## PROBLEM DETAILS
Take the entries that follow and write each one out exactly.

(INPUT RECORDS begins)

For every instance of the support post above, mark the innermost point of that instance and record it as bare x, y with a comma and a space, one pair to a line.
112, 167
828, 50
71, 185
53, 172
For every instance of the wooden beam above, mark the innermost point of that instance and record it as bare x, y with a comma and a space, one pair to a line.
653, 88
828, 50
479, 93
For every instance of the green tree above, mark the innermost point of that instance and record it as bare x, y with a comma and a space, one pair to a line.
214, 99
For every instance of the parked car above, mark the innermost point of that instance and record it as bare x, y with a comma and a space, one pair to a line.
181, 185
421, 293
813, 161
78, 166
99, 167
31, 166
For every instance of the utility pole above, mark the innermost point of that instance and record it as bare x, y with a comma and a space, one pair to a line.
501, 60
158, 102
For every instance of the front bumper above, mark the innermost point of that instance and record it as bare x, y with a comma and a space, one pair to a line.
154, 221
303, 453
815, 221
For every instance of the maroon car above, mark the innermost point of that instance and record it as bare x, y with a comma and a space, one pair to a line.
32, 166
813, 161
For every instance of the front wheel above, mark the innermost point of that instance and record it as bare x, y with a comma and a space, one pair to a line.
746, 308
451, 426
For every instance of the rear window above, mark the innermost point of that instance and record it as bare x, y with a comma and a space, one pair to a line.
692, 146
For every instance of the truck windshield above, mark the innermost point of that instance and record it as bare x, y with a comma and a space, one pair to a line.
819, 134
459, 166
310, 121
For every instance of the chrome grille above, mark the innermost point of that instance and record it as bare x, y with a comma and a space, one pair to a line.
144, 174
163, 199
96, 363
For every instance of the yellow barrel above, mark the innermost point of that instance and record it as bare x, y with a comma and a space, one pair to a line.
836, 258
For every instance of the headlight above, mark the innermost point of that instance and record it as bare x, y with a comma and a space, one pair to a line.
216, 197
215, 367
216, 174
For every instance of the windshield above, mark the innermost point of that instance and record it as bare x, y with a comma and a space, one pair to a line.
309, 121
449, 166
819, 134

(INPUT RECORDS ends)

## RESPONSE AREA
For every instance of the support post above, mark the innermost point of that instance and record it as bare x, y with a comma and a space, one pair to a line.
112, 167
828, 50
71, 185
53, 172
For every instance of the wooden beam above, mark the innermost point of that instance and record it as bare x, y with a comma and a space, one pair to a line.
653, 88
828, 50
479, 93
For every instance of the green tree above, mark the innermost point of that instance and record it as bare x, y with a comma and a space, one pair to a line.
214, 99
For every instance of the parked car above, mark the innermost point of that instance and record it as bare x, y with a comma and a space, one pair to a line.
181, 185
421, 293
813, 161
78, 166
99, 167
31, 166
For every instance of the utility pole above, mark the innermost point of that instance and record it as bare x, y with a comma and a space, one pair to a line.
501, 60
158, 102
For every instance of the front bumper above, mark the innermost point of that instance and record it as bare x, y with a comma and a space, one pair to a line.
154, 221
303, 453
815, 221
For every instance of the maroon car above, mark the innermost point of that instance and record it as bare x, y with a comma and a space, one pair to a line.
32, 166
813, 161
For every instance of the front wheel above, mark the innermost point of that instance and record it as bare x, y with a comma and a space, one pair to a line.
746, 308
451, 426
For every instance of the rear window above, mark the innermost point of that instance and record it as bare x, y with a comma and a space, one pair to a line.
692, 146
For every instance of the truck windshield above, mark the innermost point of that instance and record it as bare x, y with a comma and a space, one pair to a line.
819, 134
459, 166
310, 121
For every instance of the chrome grille above, mark the innermost point of that instance and record it as bare x, y with a comma and a space, one pair to a line.
144, 174
163, 199
96, 363
For every instance of the yellow barrel above, mark the innermost point of that instance and record it as bare x, y with a comma and a space, one pair to a line.
836, 258
For every instance of the headlight above, mark the innermost point of that instance and record it as bare x, y with a comma and a space, one pair to a line.
216, 197
215, 367
216, 174
For every instance of the windshield above, mark the innermost point of that instance and record it as bare x, y with a comma and a space, one pair to a line.
309, 121
449, 166
819, 134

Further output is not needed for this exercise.